> [SET TASK]: Set down exactly, and only, the lines from the one with "# test: mark one point on the duck's yellow" to the final line of the entries, both included.

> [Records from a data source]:

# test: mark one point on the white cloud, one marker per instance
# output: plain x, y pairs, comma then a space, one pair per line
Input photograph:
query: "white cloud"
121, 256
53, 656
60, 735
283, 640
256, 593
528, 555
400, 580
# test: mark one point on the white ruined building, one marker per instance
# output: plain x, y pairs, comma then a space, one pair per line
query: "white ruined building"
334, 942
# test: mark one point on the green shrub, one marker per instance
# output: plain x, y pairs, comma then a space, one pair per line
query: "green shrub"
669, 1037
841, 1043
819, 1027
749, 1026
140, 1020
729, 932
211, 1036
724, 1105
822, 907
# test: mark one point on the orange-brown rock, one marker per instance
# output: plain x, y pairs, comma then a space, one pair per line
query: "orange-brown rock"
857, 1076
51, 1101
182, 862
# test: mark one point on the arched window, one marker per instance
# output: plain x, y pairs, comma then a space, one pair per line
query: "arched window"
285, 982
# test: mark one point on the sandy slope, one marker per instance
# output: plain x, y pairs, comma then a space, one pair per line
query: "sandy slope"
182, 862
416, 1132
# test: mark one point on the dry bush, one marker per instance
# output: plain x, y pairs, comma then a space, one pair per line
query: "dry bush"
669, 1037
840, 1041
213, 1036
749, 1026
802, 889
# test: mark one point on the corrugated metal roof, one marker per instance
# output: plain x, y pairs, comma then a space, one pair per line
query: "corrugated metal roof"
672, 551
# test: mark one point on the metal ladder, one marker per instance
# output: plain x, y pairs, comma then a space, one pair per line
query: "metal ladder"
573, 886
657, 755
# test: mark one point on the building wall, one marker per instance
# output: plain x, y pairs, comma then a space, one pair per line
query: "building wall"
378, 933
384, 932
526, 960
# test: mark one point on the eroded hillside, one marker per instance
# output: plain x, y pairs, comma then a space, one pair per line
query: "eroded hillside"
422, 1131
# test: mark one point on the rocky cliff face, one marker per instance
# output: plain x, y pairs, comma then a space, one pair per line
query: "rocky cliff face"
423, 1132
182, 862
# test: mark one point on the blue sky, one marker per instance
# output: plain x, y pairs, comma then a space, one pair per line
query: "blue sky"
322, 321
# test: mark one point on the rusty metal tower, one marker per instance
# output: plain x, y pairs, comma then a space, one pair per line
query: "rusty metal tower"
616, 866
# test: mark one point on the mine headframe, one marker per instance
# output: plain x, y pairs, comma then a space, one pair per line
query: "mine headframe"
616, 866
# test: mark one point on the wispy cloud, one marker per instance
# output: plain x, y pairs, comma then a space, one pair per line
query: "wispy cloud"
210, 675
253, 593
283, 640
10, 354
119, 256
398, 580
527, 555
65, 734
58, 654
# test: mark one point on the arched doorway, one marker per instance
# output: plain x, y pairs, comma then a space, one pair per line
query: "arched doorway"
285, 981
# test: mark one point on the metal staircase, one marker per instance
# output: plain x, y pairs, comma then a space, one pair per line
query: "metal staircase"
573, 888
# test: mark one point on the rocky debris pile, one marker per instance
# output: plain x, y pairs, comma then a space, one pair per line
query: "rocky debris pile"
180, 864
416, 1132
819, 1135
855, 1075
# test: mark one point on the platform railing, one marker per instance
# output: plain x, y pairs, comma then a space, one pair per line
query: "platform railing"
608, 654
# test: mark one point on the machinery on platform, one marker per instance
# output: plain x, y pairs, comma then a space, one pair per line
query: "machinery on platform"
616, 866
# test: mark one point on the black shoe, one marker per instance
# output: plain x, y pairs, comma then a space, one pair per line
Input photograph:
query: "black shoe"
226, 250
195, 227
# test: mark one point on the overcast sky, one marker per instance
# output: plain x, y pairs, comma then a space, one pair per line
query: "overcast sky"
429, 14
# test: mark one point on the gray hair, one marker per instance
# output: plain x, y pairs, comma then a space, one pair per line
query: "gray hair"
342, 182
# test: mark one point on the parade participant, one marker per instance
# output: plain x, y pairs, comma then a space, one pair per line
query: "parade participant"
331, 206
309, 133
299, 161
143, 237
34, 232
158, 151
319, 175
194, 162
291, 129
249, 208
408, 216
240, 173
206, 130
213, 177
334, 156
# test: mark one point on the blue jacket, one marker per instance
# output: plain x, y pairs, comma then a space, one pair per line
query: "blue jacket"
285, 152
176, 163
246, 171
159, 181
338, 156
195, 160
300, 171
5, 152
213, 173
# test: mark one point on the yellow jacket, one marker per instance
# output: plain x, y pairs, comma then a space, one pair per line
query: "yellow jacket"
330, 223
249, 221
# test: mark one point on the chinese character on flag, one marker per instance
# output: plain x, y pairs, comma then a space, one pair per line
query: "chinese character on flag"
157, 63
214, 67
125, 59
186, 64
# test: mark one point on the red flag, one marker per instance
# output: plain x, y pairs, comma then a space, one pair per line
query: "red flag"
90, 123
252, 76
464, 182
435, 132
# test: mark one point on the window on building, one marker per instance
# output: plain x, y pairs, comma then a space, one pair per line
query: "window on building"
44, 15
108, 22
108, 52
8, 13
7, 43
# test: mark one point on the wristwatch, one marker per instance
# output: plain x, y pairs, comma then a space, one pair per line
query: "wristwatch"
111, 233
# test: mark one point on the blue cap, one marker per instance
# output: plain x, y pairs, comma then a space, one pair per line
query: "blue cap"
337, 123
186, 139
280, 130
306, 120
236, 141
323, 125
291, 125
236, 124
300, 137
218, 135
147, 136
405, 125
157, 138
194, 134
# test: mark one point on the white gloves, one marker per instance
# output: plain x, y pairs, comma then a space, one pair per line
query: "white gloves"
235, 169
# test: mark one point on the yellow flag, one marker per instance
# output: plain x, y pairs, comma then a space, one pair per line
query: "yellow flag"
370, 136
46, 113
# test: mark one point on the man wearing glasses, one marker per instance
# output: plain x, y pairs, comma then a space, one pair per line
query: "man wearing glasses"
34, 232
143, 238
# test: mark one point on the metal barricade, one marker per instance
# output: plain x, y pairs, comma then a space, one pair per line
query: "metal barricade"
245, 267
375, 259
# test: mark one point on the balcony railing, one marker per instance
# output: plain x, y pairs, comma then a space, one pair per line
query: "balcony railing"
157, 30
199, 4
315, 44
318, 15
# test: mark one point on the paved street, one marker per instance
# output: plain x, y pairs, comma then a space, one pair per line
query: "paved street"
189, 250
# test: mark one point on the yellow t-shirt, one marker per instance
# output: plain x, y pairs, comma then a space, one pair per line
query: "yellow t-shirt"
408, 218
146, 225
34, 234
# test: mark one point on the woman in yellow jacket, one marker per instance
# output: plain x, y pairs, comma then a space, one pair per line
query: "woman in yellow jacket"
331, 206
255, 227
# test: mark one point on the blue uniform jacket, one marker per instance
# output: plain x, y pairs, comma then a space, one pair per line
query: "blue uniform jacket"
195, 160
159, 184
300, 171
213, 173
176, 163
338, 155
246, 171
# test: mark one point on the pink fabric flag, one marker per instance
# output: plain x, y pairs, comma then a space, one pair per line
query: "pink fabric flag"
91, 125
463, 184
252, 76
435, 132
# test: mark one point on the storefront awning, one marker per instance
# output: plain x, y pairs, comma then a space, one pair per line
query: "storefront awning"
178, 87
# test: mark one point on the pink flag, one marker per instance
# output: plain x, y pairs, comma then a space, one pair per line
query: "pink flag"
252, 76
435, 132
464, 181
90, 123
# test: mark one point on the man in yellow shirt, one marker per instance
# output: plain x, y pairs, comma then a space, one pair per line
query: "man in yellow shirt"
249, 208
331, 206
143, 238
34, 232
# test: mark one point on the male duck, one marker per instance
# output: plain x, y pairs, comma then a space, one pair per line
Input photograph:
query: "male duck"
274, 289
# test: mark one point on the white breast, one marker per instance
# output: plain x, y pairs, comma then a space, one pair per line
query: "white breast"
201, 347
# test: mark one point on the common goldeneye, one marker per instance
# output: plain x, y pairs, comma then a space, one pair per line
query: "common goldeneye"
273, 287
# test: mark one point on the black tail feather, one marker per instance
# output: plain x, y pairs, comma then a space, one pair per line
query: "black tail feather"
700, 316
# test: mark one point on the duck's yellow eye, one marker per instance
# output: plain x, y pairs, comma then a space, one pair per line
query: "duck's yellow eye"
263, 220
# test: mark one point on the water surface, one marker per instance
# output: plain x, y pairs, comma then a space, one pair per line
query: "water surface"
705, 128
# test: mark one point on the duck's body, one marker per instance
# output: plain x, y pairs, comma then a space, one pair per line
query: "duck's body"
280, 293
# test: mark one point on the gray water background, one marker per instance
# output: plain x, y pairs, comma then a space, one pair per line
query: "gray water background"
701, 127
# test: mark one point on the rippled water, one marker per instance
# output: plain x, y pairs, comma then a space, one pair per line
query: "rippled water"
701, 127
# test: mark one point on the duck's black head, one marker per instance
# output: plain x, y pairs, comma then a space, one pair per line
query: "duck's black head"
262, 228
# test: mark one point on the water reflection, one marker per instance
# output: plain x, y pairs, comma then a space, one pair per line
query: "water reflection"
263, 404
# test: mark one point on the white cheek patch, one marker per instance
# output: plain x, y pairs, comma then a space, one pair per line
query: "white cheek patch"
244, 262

> [TASK OUTPUT]:
# test: mark one point on the duck's yellow eye, one marker per instance
# output: plain x, y pairs, comma then a space, one pair per line
query: "duck's yellow eye"
263, 220
# test: mark one point on the water surface, one marker per instance
# output: plain x, y pairs, comma then a space, one pair per line
query: "water surface"
705, 128
# test: mark one point on the duck's body, one marker per instance
# output: plain x, y pairs, comma then a space, one pair per line
query: "duck's body"
280, 293
# test: mark one point on the gray water background, one marker per instance
# output: plain x, y pairs, comma then a space, one pair per line
query: "gray water background"
701, 127
# test: mark one point on the rippled water, one marker per instance
# output: plain x, y pairs, comma then a space, one pair per line
query: "rippled water"
701, 127
# test: mark one point on the duck's black head, one marker per instance
# output: plain x, y pairs, comma then a space, one pair per line
query: "duck's black head"
262, 228
# test: mark one point on the water reflection, one marker per instance
# output: plain x, y pairs, comma then a space, one pair per line
query: "water reflection"
263, 404
# test: mark one point on the white cheek patch, one marker per instance
# output: plain x, y pairs, comma then a space, one pair per line
query: "white cheek patch"
244, 262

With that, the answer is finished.